Aim of the task —
Please shift every coordinate in the answers by adding -40 to it, and give all the lines again, requests included, from the line containing "Target: paved plaza" down to the final line.

┌─ Data listing

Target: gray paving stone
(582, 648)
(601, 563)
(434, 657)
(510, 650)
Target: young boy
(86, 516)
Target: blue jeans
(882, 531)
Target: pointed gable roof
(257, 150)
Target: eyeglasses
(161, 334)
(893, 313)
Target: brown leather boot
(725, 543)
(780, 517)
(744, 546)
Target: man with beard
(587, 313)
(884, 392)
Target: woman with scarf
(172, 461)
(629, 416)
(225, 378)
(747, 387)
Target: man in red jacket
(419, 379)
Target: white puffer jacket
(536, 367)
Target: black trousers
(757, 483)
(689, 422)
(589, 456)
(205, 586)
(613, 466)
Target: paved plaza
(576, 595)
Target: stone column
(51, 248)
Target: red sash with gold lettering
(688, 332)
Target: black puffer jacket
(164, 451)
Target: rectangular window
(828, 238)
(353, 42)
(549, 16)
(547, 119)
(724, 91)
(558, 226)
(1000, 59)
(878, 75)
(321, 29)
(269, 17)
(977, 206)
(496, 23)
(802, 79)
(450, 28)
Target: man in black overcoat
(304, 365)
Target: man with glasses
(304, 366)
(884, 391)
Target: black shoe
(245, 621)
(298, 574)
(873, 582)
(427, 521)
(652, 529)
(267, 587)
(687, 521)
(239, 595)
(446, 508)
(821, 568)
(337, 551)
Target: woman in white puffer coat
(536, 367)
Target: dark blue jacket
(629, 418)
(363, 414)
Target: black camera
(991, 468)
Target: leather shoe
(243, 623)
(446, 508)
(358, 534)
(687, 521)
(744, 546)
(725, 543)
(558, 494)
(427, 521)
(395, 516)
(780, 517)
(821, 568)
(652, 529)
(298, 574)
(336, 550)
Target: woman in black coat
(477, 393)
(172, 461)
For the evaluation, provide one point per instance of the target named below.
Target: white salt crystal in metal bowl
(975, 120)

└─

Reply —
Target: paved plaza
(536, 555)
Target: stone column
(11, 208)
Target: red sash with gold lettering
(648, 292)
Target: black puffer jacket
(124, 411)
Target: rectangular window
(788, 198)
(313, 2)
(509, -24)
(507, 79)
(684, 51)
(518, 186)
(960, 19)
(838, 35)
(281, -11)
(229, -23)
(937, 166)
(456, -17)
(762, 39)
(410, -12)
Target: man in black overcoat
(264, 325)
Target: man with glasses
(264, 326)
(844, 351)
Target: black shoe
(205, 581)
(258, 534)
(833, 542)
(387, 481)
(612, 489)
(227, 547)
(647, 481)
(199, 555)
(406, 468)
(781, 528)
(297, 511)
Target: woman in white puffer coat
(496, 327)
Target: dark blue jacket
(589, 378)
(323, 374)
Target: black camera
(951, 428)
Target: leather shoe
(203, 583)
(406, 468)
(318, 494)
(647, 481)
(704, 506)
(685, 503)
(518, 454)
(387, 481)
(355, 476)
(740, 477)
(781, 528)
(612, 489)
(258, 534)
(296, 510)
Target: woman in black coat
(437, 353)
(132, 421)
For the evaluation, provide one point per instance of the target named below.
Target: white salt crystal in metal bowl
(935, 80)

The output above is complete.